[Given exercise] Repeat each line exactly, leaving nothing out.

** Start Exercise material **

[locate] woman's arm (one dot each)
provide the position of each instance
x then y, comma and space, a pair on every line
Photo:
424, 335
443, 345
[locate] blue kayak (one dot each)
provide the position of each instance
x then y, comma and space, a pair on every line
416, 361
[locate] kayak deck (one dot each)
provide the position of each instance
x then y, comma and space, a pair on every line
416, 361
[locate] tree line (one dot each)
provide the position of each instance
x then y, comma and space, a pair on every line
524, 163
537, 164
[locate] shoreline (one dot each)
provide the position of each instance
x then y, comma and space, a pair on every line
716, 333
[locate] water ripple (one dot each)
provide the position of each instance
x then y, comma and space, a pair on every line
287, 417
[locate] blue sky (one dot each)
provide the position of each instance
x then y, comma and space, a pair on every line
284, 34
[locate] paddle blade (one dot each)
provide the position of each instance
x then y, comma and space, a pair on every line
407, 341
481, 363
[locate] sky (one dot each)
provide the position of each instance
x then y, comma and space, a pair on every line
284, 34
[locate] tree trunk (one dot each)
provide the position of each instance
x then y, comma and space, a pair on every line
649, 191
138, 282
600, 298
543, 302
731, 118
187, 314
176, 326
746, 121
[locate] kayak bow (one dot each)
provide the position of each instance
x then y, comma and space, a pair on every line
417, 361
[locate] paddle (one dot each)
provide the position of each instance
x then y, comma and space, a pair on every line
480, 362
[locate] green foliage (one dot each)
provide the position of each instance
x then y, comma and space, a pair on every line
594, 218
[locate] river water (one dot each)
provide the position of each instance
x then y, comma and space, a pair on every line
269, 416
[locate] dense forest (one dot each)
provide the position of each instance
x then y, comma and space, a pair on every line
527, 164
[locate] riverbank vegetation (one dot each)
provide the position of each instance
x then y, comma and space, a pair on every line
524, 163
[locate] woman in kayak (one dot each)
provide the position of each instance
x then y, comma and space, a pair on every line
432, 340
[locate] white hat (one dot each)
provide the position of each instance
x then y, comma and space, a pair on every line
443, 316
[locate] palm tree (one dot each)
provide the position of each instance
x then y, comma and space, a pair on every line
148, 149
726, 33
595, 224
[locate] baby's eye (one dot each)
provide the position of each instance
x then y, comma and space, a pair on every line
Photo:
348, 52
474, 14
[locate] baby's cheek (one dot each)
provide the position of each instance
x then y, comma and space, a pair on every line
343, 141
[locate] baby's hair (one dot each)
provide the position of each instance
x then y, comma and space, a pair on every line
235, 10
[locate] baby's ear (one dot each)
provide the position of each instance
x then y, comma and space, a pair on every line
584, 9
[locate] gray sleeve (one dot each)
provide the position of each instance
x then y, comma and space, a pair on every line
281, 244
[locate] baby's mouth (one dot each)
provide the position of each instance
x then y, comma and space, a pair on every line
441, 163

** End Exercise material **

[Result]
[locate] woman's arm (one dot each)
provide the position of each instance
x then y, comma and space, a pair on every line
Photo:
424, 335
443, 345
[locate] blue kayak (one dot each)
provide the position of each instance
x then y, comma and space, a pair on every line
416, 361
[locate] kayak deck (one dot each)
provide the position of each instance
x then y, comma and space, a pair on every line
416, 361
[locate] tree line (one dot each)
provide the position of each instance
x then y, comma and space, a pair on every line
524, 163
537, 164
[locate] shoreline (one dot each)
provide the position of each instance
x then y, comma and space, a pair on every line
716, 333
[locate] water ripple (one dot each)
provide the position of each instance
x then y, comma and space, a pair on every line
287, 417
[locate] blue sky (one dot each)
provide the position of each instance
x then y, comma and space, a pair on every line
284, 34
[locate] paddle blade (one dot each)
provide the position of each instance
x then y, comma and space, a pair on every line
407, 341
481, 363
[locate] sky (one dot each)
provide the position of each instance
x then y, comma and space, a pair on every line
284, 34
[locate] tree trunk (one dot each)
provide the position of each instance
x then y, comma and space, a pair on every line
649, 191
138, 282
600, 298
543, 302
731, 118
187, 314
176, 326
746, 121
[locate] kayak bow (one dot each)
provide the position of each instance
x then y, comma and space, a pair on every line
417, 361
[locate] paddle (one dot each)
provide the position of each instance
x then y, comma and space, a pair on every line
480, 362
[locate] green foliage (one dot each)
provide the position of each instance
x then y, comma and space, a pair on every line
594, 218
[locate] river water (one dot each)
provide the position of each instance
x then y, comma and space, a pair on every line
269, 416
[locate] dense forest (one dot each)
provide the position of each instance
x then y, comma and space, a pair on every line
527, 164
[locate] riverbank vegetation (one dot each)
provide the position of each instance
x then y, comma and space, a pair on every line
524, 163
[locate] woman in kayak (one dot each)
provide the position of each instance
x then y, comma and space, a pair on every line
432, 340
[locate] white hat (one dot each)
provide the position of each instance
x then y, comma and space, a pair on every line
443, 316
[locate] palm tree (one dot each)
provide the position of each instance
x then y, comma and space, a pair on every line
148, 149
726, 33
595, 224
[locate] baby's eye (one dot each)
provide the position of each instance
x then y, comma and space, a pair on every line
Photo:
348, 52
474, 14
[locate] baby's cheek (one dot each)
provide the position of each instance
x then y, comma and space, a pair on every line
343, 141
[locate] baby's hair (one dot each)
provide the position of each instance
x then y, comma and space, a pair on every line
235, 10
[locate] baby's ear (one dot each)
provide the position of each instance
x then y, comma and space, a pair on every line
584, 9
[locate] gray sleeve (one dot each)
provide the position of each instance
x then y, comma and space, a pair on every line
281, 244
[locate] baby's mouth (one dot each)
provide the position of each instance
x then y, comma and space, a pair on every line
441, 163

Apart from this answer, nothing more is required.